------ Passage ------

Sorry about the mess in my previous post.

I'm struggling with the new version of Google Groups.............

Subject: Random number choice according to probability distribution

From: Roger Stafford

Date: 6 Mar, 2012 22:26:18

Message: 4 of 8

"Emerson" wrote in message <jj5t0t$d5f$1@newscl01ah.mathworks.com>...
> Hi,
> I would appreciate your help on this problem:
>
> I have one vector with 19 positions, like this:
> s = [ 1.0000 1.5000 2.0000 2.5000 3.0000 3.5000 4.0000 4.5000 5.0000 5.5000 6.0000 6.5000 7.0000 7.5000 8.0000 8.5000 9.0000 9.5000 10.0000 ]
>
> and I also have one vector with 19 values of a probability function. This function is calculed from a weight vector 'w', so
>
> p = w/sum(w)
>
> The resulting vetor is:
>
> p = [ 0.0848 0.0843 0.0829 0.0807 0.0776 0.0738 0.0695 0.0646 0.0595 0.0541 0.0487 0.0434 0.0382 0.0332 0.0286 0.0244 0.0205 0.0171 0.0141 ]
>
> Ok, so the problem is: I need to randomly choose just one value from vector 's', but this choice must be conditioned to the probability vector 'p', i.e., values like 1.0, 1.5 or 2.0 have more probability to be chosen than values like 9.5 and 10.0, for an example.
>
> Which solution do you suggest me?
>
> Thanks.

------ Dataset extract ------

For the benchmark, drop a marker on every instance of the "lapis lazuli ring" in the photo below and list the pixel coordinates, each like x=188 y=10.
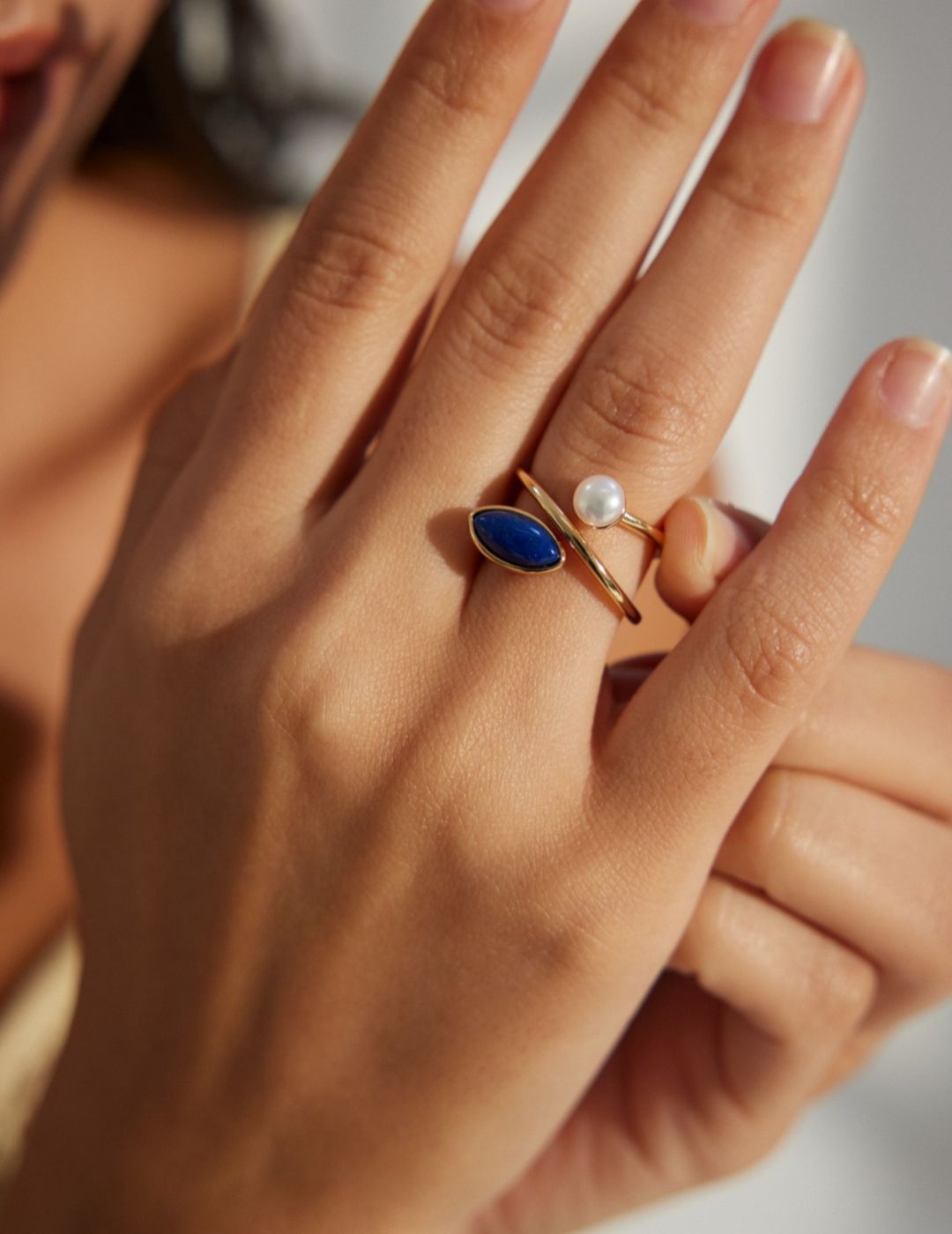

------

Actions to take
(a) Sum up the forum post about weighted random choice in two sentences.
(b) In the forum post about weighted random choice, how is the probability vector p worked out from the weight vector w?
(c) Carry on the forum post about weighted random choice from its last line.
The listing has nothing to do with the tasks.

Results
(a) A message quoted in the post describes a vector s of 19 values from 1.0 to 10.0 and a matching probability vector p found from a weight vector w as p = w/sum(w). Emerson wants to pick a single value from s at random so that values with higher probability in p, such as 1.0 or 1.5, are chosen more often than ones like 9.5 or 10.0, and asks for a way to do it.

(b) Each weight is divided by the sum of all the weights: p = w/sum(w).

(c)
> Emerson
- - - - - - - - - -
  Use [0,cumsum(p)] as the "edges" (2nd input) in 'histc' with rand(1,n) as first input. (Fudge the last edge value up by a few 'eps' to avoid getting the final 'edge'.) Then the 2nd output ('bin') can be used as n random indices into s.

  Be sure to read the documentation for 'histc' carefully to get it right.

Roger Stafford

Subject: Random number choice according to probability distribution

From: Emerson

Date: 7 Mar, 2012 11:54:20

Message: 5 of 8

Hi Roger,
I've already tried this, following your sugestion from an older message in this forum. My code is like this:

c = cumsum(p);
r = rand(1,1);
e = [0,c];
[~,bin] = histc(r,e);
x = s(bin);

But running the routine several times, I noticed that sometimes the distribution of the random choices doesn't follow the probability distribution. For example, sometimes the 2nd or the 3rd values are chosen more frequently than the 1st value of vector 's'. I'm expecting something like

nc_s(1) > nc_s(2) > nc_s(3) > ... > nc_s(19)

and instead of this, sometimes I have an output like

nc_s(2) > nc_s(1) > nc_s(3) > ... > nc_s(19)

(where nc_p(k) represents how many times the k-th value from vector 's' has ben chosen).
Am I doing something wrong?

Thanks.



"Roger Stafford" wrote in message <jj62ua$432$1@newscl01ah.mathworks.com>...
> - - - - - - - - - -
> Use [0,cumsum(p)] as the "edges" (2nd input) in 'histc' with rand(1,n) as first input. (Fudge the last edge value up by a few 'eps' to avoid getting the final 'edge'.) Then the 2nd output ('bin') can be used as n random indices into s.
>
> Be sure to read the documentation for 'histc' carefully to get it right.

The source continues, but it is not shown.